▶ **Given problem**
Lay out the lines of the data below as a numbered list, skipping any blank lines.
--- start Records for this task ---
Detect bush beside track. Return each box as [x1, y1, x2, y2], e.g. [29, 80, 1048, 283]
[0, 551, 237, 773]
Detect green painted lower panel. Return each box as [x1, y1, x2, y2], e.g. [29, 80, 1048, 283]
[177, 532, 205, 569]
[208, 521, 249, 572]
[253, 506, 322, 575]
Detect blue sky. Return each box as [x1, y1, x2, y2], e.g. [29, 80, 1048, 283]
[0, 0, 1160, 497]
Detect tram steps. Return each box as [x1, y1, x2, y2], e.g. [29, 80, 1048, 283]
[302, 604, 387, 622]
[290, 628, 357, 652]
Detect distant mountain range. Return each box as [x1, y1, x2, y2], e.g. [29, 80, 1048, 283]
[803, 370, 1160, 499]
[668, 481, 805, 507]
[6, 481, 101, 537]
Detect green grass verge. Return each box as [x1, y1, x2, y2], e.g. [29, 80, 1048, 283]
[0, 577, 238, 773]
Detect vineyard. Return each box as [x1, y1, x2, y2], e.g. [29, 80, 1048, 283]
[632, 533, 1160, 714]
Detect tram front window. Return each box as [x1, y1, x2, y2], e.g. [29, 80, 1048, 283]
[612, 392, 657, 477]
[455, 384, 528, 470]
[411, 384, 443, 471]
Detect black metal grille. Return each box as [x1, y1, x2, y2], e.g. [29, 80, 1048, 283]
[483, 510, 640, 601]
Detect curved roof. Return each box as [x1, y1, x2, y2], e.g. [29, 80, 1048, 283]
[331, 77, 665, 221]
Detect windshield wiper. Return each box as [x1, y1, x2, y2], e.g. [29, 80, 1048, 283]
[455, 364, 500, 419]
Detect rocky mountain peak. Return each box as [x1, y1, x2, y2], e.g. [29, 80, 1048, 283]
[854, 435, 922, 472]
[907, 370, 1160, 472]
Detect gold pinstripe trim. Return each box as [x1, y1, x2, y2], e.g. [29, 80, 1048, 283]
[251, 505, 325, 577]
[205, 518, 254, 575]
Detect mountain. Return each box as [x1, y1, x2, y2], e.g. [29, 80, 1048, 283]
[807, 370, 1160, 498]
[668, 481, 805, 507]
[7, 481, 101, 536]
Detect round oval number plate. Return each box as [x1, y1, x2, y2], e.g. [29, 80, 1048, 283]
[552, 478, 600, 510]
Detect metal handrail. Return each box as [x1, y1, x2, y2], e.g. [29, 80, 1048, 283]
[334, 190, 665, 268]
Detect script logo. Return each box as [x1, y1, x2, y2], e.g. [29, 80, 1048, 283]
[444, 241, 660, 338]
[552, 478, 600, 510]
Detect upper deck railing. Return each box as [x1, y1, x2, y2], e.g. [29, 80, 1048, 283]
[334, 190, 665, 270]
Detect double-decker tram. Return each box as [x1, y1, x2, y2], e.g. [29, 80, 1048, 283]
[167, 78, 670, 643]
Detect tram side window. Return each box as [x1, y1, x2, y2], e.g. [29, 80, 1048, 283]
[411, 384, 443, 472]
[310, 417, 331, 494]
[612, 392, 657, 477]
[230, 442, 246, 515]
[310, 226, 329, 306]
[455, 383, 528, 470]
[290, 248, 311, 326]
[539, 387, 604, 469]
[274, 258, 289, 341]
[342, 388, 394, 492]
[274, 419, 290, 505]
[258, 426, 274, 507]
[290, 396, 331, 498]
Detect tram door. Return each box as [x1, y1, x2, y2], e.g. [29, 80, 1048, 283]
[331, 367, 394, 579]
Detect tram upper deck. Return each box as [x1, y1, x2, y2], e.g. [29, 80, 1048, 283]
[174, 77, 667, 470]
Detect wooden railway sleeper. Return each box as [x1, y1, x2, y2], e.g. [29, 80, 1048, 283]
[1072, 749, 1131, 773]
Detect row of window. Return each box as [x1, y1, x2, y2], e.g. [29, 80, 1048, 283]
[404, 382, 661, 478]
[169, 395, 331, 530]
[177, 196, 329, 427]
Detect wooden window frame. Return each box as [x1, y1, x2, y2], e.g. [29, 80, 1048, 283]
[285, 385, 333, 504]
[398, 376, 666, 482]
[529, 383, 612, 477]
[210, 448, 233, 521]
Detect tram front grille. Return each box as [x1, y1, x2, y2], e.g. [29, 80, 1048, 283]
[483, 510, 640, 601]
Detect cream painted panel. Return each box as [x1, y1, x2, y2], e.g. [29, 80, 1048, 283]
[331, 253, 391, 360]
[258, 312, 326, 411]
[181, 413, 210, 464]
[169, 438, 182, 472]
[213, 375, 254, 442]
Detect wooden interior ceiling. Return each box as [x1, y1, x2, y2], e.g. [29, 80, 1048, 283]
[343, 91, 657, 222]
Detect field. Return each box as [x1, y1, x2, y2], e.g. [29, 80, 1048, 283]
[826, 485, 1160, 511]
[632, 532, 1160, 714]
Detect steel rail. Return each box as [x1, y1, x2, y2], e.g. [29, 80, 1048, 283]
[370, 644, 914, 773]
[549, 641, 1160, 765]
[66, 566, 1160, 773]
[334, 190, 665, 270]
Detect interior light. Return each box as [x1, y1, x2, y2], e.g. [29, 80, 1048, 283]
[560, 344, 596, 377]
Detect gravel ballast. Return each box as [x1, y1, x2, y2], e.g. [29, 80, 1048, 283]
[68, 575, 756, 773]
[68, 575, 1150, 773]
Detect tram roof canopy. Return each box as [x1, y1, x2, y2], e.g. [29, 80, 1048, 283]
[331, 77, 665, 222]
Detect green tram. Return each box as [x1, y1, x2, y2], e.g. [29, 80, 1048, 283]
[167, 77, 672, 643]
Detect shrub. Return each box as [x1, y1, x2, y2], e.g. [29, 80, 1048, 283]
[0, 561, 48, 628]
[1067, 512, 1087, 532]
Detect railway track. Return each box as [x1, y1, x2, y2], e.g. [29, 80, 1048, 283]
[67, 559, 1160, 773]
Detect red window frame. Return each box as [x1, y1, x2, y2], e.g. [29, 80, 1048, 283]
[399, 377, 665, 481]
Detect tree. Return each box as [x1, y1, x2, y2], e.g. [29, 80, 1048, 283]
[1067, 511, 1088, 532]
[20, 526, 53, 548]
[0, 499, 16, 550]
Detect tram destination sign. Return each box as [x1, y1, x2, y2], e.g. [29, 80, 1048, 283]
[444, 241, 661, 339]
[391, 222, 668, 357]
--- end Records for this task ---
▶ **Answer to this task**
1. Detect bush beside track. Return each box as [x1, y1, x2, y2], e.g. [29, 80, 1048, 283]
2. [0, 551, 237, 773]
3. Detect green painted lower panel. Return each box as [x1, y1, x2, y2], e.g. [29, 80, 1048, 283]
4. [177, 532, 205, 569]
5. [208, 521, 249, 572]
6. [253, 506, 322, 575]
7. Detect blue sky. Return each box as [x1, y1, x2, y2], e.g. [29, 80, 1048, 283]
8. [0, 0, 1160, 497]
9. Detect tram steps. Return each box as [x1, y1, x2, y2], e.g. [29, 80, 1048, 283]
10. [302, 604, 387, 622]
11. [290, 628, 357, 652]
12. Detect distant mountain range. Return each box as [x1, y1, x2, y2], e.g. [29, 80, 1048, 283]
13. [803, 370, 1160, 499]
14. [668, 481, 805, 507]
15. [6, 481, 101, 537]
16. Detect green grass verge. Return each box as [x1, y1, x2, y2], e.g. [29, 80, 1048, 283]
17. [0, 577, 238, 773]
18. Detect vineyard. Return each box as [x1, y1, x2, y2], e.g. [29, 80, 1048, 283]
19. [632, 533, 1160, 714]
20. Detect tram front window. Return each box as [x1, y1, x2, y2], e.g. [29, 80, 1048, 283]
21. [612, 392, 657, 477]
22. [455, 384, 528, 470]
23. [411, 384, 443, 471]
24. Detect black metal grille. Return each box as [x1, y1, x2, y2], e.g. [29, 80, 1048, 283]
25. [483, 510, 640, 601]
26. Detect curved roof. Return each box as [x1, y1, x2, y2], e.g. [29, 80, 1048, 283]
27. [331, 77, 665, 221]
28. Detect windshield wiper. Return each box as [x1, y1, x2, y2], e.g. [29, 80, 1048, 283]
29. [455, 364, 500, 419]
30. Detect rocky mountain peak. Return each box as [x1, y1, x2, y2], e.g. [29, 80, 1048, 283]
31. [854, 435, 922, 472]
32. [907, 370, 1160, 472]
33. Detect gold pinstripe trim. Return each box as [x1, y1, x2, y2], e.g. [29, 80, 1048, 283]
34. [251, 505, 325, 577]
35. [205, 518, 254, 575]
36. Detect mountain. Return each box as [x1, y1, x2, y2], e.g. [29, 80, 1048, 283]
37. [807, 370, 1160, 498]
38. [668, 481, 805, 507]
39. [7, 481, 101, 536]
40. Detect round oval number plate. Return each box as [x1, y1, x2, y2], e.g. [29, 80, 1048, 283]
41. [552, 478, 600, 510]
42. Detect metal handrail. Return each box as [x1, y1, x2, y2], e.g. [29, 80, 1048, 283]
43. [334, 190, 665, 268]
44. Detect script logo. Return each box as [x1, y1, x2, y2], e.g. [29, 80, 1048, 283]
45. [444, 241, 660, 338]
46. [552, 478, 600, 510]
47. Detect upper deck railing. Return each box as [x1, y1, x2, y2], e.g. [29, 80, 1048, 283]
48. [334, 190, 665, 270]
49. Detect double-decker tram. Return each box as [x1, y1, x2, y2], e.g. [29, 80, 1048, 283]
50. [167, 78, 670, 643]
51. Detect tram side window. Return each box as [x1, y1, x2, y2], e.g. [29, 80, 1048, 283]
52. [411, 384, 443, 472]
53. [310, 417, 331, 494]
54. [612, 392, 657, 477]
55. [230, 442, 246, 515]
56. [310, 226, 329, 306]
57. [455, 383, 528, 470]
58. [290, 248, 311, 326]
59. [539, 387, 604, 469]
60. [274, 258, 289, 341]
61. [342, 388, 394, 492]
62. [274, 419, 290, 505]
63. [258, 426, 274, 507]
64. [290, 396, 331, 498]
65. Detect tram door. Return each box as [x1, y1, x2, y2], e.g. [29, 80, 1048, 283]
66. [331, 367, 394, 579]
67. Detect tram upper deck. Return each box as [x1, y1, x2, y2], e.g. [29, 80, 1048, 283]
68. [174, 77, 667, 470]
69. Detect wooden railway sleeper. Return each box as [x1, y1, x2, y2], e.g. [29, 80, 1048, 283]
70. [1072, 749, 1131, 773]
71. Detect row of window. Return each box as [x1, y1, x2, y2], e.g. [29, 80, 1048, 283]
72. [404, 382, 661, 478]
73. [169, 395, 331, 530]
74. [177, 196, 329, 427]
75. Detect wooden window frame. Return each box as [x1, y1, x2, y2], e.g. [29, 80, 1048, 283]
76. [285, 385, 333, 504]
77. [398, 376, 666, 482]
78. [529, 383, 612, 477]
79. [210, 448, 233, 521]
80. Detect tram front grille. Return each box as [x1, y1, x2, y2], e.g. [29, 80, 1048, 283]
81. [483, 510, 640, 601]
82. Detect cream painted panel. Return each box as [x1, y1, x2, y2], e.g. [29, 80, 1048, 283]
83. [331, 253, 391, 360]
84. [258, 312, 326, 411]
85. [181, 413, 210, 464]
86. [169, 438, 182, 472]
87. [213, 375, 254, 442]
88. Detect wooden interior ceiling. Return each box as [x1, y1, x2, y2], e.g. [29, 80, 1048, 283]
89. [343, 91, 657, 222]
90. Detect field. Return each box as [x1, y1, x2, y2], e.g. [29, 80, 1048, 283]
91. [826, 485, 1160, 511]
92. [632, 532, 1160, 714]
93. Detect steel rail. Return each box as [x1, y1, x2, y2], e.g. [29, 80, 1048, 283]
94. [370, 644, 914, 773]
95. [549, 641, 1160, 765]
96. [66, 566, 1160, 773]
97. [334, 190, 665, 270]
98. Detect interior light. Return each box as [x1, y1, x2, y2], e.g. [29, 80, 1048, 283]
99. [560, 344, 596, 377]
100. Detect gravel ballast. Return each box as [x1, y1, x2, y2], e.g. [29, 80, 1048, 283]
101. [68, 575, 756, 773]
102. [68, 575, 1150, 773]
103. Detect tram roof canopy. Return each box as [x1, y1, x2, y2], e.g. [29, 80, 1048, 283]
104. [331, 77, 665, 222]
105. Detect green tram. Return each box as [x1, y1, x2, y2], e.g. [29, 80, 1048, 283]
106. [167, 77, 672, 643]
107. Detect shrub. Return each box as [x1, y1, x2, y2], e.g. [29, 80, 1048, 283]
108. [0, 561, 48, 628]
109. [1067, 512, 1087, 532]
110. Detect railway track. Return each box as [x1, y1, x2, y2], e.g. [29, 80, 1048, 283]
111. [67, 559, 1160, 773]
112. Detect red window frame. Return each box as [x1, y1, x2, y2], e.g. [29, 80, 1048, 283]
113. [399, 377, 665, 481]
114. Detect tree. Return each box as [x1, y1, x2, y2], e.g. [29, 80, 1048, 283]
115. [1067, 511, 1088, 532]
116. [20, 526, 53, 548]
117. [0, 499, 16, 550]
118. Detect tram destination sign. Return each box as [x1, y1, x2, y2], e.g. [29, 80, 1048, 283]
119. [444, 241, 661, 339]
120. [391, 222, 668, 357]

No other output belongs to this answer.